● **PROBLEM DESCRIPTION**:
Starting at the line that contains "Mark one point on each instance of the stone castle", return every line down to the end of the records below, exactly as written.

Data extracted from a collection
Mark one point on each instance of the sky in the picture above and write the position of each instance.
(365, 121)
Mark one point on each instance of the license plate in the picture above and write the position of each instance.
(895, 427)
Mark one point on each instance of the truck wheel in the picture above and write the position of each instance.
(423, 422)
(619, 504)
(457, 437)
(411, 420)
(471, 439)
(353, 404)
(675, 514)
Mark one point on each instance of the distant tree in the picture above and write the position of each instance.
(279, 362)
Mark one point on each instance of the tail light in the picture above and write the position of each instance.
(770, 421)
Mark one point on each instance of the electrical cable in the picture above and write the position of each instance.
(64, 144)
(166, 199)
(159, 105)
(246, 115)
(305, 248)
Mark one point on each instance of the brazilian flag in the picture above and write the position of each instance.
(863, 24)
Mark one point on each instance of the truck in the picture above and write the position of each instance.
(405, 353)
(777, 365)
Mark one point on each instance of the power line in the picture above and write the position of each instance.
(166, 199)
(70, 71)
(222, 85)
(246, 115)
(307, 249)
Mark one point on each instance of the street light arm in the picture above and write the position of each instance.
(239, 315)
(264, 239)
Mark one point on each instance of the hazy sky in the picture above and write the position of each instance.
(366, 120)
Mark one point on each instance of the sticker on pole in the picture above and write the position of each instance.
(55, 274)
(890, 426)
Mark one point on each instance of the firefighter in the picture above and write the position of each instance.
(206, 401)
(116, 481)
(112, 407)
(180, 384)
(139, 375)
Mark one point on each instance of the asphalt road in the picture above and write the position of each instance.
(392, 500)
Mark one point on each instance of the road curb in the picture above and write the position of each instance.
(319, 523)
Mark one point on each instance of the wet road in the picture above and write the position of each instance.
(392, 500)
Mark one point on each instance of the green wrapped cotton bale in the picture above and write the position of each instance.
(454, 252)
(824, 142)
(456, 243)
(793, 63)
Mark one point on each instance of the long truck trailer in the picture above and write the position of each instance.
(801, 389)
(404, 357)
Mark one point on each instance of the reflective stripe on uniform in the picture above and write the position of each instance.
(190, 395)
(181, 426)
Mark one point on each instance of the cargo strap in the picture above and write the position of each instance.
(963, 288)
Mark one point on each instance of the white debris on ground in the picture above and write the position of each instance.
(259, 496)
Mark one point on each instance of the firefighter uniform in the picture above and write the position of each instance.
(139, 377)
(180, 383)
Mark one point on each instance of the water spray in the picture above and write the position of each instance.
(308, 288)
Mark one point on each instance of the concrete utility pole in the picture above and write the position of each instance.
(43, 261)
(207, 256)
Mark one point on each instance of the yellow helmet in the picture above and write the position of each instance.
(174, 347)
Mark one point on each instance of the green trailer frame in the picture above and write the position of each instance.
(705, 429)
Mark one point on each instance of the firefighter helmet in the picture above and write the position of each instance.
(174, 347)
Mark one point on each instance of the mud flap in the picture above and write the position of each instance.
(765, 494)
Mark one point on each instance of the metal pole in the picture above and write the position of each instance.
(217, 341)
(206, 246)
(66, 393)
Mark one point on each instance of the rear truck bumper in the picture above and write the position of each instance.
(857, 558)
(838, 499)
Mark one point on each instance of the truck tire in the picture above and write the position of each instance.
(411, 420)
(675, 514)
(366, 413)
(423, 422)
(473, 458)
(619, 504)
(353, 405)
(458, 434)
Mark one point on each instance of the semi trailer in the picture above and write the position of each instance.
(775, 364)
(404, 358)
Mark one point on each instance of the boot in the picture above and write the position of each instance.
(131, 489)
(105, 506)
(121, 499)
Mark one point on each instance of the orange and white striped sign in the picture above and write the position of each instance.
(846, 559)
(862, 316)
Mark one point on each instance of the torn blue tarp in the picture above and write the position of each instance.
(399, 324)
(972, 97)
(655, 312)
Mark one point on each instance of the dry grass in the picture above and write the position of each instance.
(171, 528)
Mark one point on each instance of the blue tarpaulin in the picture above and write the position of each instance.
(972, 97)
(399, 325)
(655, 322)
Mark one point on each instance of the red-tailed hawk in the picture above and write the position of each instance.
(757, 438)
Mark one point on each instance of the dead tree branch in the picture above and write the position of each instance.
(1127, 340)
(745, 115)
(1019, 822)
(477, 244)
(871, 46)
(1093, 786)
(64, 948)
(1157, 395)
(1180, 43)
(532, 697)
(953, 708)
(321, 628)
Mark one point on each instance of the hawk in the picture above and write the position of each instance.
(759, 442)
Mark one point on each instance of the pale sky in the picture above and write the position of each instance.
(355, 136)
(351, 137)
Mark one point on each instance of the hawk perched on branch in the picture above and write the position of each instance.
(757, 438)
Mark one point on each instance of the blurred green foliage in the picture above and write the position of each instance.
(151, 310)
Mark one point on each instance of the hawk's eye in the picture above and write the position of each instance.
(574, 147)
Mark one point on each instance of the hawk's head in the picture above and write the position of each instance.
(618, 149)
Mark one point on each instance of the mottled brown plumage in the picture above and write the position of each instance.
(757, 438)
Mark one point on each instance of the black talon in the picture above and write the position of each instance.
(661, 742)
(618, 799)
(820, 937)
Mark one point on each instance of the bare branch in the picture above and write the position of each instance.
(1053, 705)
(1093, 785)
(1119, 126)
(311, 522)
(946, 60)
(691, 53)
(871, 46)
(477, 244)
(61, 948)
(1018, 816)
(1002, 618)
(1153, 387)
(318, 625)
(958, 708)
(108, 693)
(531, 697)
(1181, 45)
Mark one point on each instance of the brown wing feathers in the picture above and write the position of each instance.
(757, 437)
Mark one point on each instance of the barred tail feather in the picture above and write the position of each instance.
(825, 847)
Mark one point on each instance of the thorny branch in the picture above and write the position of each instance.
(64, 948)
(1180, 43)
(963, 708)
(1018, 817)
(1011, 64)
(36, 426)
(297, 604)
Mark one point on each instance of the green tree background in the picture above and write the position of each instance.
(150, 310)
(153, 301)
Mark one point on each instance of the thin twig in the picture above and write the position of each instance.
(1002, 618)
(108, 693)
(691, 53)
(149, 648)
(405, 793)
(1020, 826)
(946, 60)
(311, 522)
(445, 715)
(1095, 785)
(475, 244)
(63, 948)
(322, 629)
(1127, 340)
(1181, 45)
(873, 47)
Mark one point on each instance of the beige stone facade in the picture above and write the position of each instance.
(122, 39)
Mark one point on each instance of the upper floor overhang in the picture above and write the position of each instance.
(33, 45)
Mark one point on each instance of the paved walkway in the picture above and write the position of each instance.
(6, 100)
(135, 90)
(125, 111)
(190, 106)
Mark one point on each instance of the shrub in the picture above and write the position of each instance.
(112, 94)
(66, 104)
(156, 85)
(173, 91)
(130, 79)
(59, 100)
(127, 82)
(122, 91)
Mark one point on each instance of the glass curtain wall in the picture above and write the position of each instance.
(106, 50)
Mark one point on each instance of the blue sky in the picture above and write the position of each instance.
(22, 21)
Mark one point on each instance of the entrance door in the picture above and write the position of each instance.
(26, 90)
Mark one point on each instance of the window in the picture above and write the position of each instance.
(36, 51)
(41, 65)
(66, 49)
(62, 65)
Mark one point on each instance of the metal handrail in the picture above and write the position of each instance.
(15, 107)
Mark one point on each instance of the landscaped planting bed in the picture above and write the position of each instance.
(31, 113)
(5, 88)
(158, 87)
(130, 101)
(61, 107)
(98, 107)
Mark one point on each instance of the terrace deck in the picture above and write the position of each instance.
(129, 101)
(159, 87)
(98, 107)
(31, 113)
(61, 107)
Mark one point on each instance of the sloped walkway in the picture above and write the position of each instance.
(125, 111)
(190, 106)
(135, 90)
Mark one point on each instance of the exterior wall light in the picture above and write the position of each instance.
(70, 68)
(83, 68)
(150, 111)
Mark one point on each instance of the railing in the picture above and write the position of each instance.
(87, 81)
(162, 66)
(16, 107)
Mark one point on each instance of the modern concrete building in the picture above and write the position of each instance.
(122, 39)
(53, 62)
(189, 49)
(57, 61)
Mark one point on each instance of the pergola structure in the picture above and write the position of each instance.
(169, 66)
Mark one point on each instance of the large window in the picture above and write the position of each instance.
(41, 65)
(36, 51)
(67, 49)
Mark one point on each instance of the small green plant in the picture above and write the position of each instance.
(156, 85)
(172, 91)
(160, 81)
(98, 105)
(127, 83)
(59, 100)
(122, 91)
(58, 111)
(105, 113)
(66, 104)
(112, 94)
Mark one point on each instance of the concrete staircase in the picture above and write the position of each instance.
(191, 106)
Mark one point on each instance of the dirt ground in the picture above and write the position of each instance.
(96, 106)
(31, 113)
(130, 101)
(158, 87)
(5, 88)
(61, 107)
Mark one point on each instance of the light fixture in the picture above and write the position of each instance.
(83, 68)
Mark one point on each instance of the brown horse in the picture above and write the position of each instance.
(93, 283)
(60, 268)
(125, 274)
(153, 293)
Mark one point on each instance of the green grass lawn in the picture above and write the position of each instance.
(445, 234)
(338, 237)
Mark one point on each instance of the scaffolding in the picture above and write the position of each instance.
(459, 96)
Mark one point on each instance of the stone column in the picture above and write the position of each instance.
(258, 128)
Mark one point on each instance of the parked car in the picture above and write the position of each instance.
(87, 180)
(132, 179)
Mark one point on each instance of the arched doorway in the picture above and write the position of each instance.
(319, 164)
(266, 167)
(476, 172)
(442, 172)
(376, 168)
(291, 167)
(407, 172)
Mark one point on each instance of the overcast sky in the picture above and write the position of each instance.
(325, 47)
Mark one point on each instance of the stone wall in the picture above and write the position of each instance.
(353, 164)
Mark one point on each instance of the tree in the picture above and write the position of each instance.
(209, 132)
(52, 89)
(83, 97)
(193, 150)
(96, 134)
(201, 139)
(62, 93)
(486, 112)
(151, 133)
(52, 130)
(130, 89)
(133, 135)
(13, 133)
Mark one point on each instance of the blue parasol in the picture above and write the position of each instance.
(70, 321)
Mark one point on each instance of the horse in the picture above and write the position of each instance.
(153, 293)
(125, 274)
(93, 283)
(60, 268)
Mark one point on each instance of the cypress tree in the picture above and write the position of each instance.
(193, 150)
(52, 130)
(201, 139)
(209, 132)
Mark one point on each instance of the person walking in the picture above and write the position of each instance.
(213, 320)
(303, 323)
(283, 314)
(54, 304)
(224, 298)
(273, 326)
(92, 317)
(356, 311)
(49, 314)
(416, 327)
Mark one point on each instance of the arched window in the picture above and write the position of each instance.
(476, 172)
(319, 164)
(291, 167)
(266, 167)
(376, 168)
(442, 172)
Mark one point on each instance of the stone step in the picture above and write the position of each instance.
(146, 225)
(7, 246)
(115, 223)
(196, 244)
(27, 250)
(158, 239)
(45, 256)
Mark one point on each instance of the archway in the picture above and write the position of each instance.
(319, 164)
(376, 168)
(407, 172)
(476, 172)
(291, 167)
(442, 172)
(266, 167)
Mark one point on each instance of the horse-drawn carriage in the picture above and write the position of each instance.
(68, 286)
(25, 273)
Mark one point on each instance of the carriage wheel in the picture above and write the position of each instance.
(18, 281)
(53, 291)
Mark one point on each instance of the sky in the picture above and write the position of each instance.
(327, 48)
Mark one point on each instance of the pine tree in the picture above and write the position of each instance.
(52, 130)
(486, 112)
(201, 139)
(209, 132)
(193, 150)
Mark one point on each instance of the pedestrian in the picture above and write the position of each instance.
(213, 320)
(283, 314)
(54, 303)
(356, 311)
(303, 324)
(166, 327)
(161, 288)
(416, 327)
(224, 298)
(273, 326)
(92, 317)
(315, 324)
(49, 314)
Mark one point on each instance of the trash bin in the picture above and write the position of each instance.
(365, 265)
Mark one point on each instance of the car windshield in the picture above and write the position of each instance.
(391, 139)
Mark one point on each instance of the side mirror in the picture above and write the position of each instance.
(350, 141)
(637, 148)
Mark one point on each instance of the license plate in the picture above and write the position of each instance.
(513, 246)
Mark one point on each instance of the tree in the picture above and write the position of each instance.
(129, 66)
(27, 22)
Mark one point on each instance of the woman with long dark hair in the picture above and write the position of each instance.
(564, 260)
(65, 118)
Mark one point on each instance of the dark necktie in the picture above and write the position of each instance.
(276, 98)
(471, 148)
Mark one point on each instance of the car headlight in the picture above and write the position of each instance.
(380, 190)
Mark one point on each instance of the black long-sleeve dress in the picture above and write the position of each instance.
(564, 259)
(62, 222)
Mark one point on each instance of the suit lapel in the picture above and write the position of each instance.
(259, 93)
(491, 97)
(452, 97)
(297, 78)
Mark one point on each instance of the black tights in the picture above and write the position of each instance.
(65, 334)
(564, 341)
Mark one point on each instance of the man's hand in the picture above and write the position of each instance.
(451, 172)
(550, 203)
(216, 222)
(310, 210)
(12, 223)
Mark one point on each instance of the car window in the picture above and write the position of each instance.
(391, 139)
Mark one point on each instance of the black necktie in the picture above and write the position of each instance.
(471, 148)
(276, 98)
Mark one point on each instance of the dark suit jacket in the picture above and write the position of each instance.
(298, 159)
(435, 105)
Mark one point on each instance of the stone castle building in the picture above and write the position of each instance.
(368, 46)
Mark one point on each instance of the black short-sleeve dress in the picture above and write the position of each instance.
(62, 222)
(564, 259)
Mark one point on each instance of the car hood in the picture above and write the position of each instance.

● **EXPECTED ANSWER**:
Mark one point on each instance of the stone castle building in the picture above and write the position of each instance.
(368, 46)
Mark one point on each instance of the black short-sleeve dress in the picture above and write the position of each instance.
(62, 222)
(564, 259)
Mark one point on each instance of the car hood in the picture above and write the position of each instance.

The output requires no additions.